» **ÉNONCÉ A**
D'après l'extrait sur la vie politique burkinabé, quelle est la condition majeure d'adhésion à l'ODP/MT ?

» **EXTRAIT DU DOCUMENT**
Une approche historique de la vie politique de l’époque fait ressortir le caractère nouveau et quelque peu insolite de ce discours qui a étonné et surpris plus d’un observateur de la scène politique burkinabé.
Deux ans après cet appel, la cohabitation entre différentes sensibilités politiques était scellée par la première session de la Coordination du Front Populaire.

On aurait pu penser qu’après les multiples tentatives de démocratisation de la vie politique nationale et surtout l’échec du C.N.R. (Conseil National de la Révolution) pour unir la gauche burkinabé, la direction politique du mouvement de rectification au lendemain du 15 octobre 1987 allait choisir le chemin de la facilité ; celui généralement emprunté par la plupart des régimes africains, c’est-à-dire, la création bureaucratique d’un parti unique rapidement baptisé de « creuset national », l’embrigadement des populations pour jouer les figurants dans le cadre d’une politique marquée par la répression et l’inquisition.
Ce chemin a quelque peu été évité dès le départ. Le président Blaise COMPAORE a en effet annoncé dans son premier discours l’avènement d’une véritable démocratie. Combien étaient-ils les burkinabé à ce moment à croire en une telle mutation ? Très peu en vérité.

A l’image du train de la révolution dont a parlé le commandant Arsène Yé BONGNESSAN devenu par la suite Président de l’Assemblée, Ministre d’Etat, Ministre de l’Agriculture et aujourd’hui deputé, le chemin fut long, exaltant pour beaucoup de camarades, périlleux pour d’autres (assassinats et multiples disparitions).Pour en arriver à l’admission de la CNPP (Convention Nationale des Patriotes Progressistes) du GDP (Groupe des Démocrates et Patriotes) et de l’UDPB (Union des Démocrates et Patriotes du Burkina) il a fallu éviter bien des écueils, « contraindre » certains à jouer le jeu, d’autres à plus de modération, tant le « libertinage idéologique » existe dans la classe politique burkinabé. De véritables négociations jalonnent cette phase considérée comme étant l’approfondissement de la Révolution.

Dans le cheminement du Burkina vers des acquis en faveur de la démocratie, des dates méritent quelques attentions. 15 avril 1989 : Conférence pour la réunification des organisations de gauche. (Conférence unitaire) l’UCB (Union des Communistes Burkinabé), une fraction du GCB (Groupe des Communistes Burkinabé) devenue par la suite MDS, et une autre de l’ULC, le PLP (Pour le Parti) se retrouvent avec les militaires pour créer l’ODP/MT (Organisation pour la Démocratie Populaire, Mouvement du Travail).

La condition majeure d’adhésion est l’autodissolution politique des différentes organisations membres, qui ne peuvent plus y figurer qu’au seul nom de l’ODP/MT. Cette création est annoncée en avril 1989 dans la province de la Tapoa lors d’une tournée du Commandant Bognessan Arsène alors coordonnateur national des structures populaires. Le Comité Central de l’ULC et celui du GCB se font tirer les oreilles car déjà des difficultés nées de la cohabitation des différents leaders au sein d’une même organisation se posaient. Néanmoins, le 24 avril 1989 quelques uns des caciques de l’ULC font leur entrée dans l’ODP/MT d’autres créeront le PPS (Parti pour le Progrès Social).

» **ÉNONCÉ B**
Recopiez sans rien changer les lignes de la liste, en commençant par la ligne qui contient « Where can the man be » et en finissant à la dernière ligne de la liste, ces deux lignes comprises.

» **DONNÉES FOURNIES**
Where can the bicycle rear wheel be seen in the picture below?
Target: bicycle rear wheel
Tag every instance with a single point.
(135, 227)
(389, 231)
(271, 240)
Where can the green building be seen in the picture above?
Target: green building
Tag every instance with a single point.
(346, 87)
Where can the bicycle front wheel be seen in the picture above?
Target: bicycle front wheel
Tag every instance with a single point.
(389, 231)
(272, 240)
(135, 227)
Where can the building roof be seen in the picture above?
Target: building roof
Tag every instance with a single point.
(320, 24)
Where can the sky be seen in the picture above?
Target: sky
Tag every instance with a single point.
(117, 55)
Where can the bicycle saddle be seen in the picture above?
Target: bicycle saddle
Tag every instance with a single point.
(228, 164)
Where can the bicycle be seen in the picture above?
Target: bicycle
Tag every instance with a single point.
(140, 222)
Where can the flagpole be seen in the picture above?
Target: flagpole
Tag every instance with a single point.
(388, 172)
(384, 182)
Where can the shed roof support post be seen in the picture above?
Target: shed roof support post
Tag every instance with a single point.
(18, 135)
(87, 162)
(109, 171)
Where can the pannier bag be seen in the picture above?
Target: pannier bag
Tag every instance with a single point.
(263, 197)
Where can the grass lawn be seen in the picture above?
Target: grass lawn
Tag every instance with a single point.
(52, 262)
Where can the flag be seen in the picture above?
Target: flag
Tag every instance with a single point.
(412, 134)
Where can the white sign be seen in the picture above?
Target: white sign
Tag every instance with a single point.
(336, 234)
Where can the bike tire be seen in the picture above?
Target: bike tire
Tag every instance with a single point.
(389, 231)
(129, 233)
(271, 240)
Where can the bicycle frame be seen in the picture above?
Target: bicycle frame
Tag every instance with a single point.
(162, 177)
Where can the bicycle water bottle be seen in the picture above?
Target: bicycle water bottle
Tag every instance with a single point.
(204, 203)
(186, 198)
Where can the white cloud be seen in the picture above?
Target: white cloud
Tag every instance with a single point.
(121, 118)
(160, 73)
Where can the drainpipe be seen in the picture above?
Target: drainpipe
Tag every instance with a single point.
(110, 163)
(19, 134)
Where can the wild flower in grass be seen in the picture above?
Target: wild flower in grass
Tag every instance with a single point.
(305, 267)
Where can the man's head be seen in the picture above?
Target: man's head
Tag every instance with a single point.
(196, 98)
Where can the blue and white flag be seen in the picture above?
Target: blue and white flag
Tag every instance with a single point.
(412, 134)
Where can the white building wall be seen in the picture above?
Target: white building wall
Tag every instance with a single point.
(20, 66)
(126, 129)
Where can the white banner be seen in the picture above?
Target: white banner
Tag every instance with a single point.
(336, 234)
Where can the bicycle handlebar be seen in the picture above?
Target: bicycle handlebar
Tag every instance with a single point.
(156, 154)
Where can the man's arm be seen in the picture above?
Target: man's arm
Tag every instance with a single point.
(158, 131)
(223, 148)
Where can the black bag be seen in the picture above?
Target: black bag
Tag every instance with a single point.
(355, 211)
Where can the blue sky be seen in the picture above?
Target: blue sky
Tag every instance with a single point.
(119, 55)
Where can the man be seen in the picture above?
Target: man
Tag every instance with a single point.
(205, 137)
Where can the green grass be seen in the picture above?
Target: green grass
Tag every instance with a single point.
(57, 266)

» **BONNE RÉPONSE A**
L'autodissolution politique des différentes organisations membres.

» **BONNE RÉPONSE B**
Where can the man be seen in the picture above?
Target: man
Tag every instance with a single point.
(205, 137)
Where can the green grass be seen in the picture above?
Target: green grass
Tag every instance with a single point.
(57, 266)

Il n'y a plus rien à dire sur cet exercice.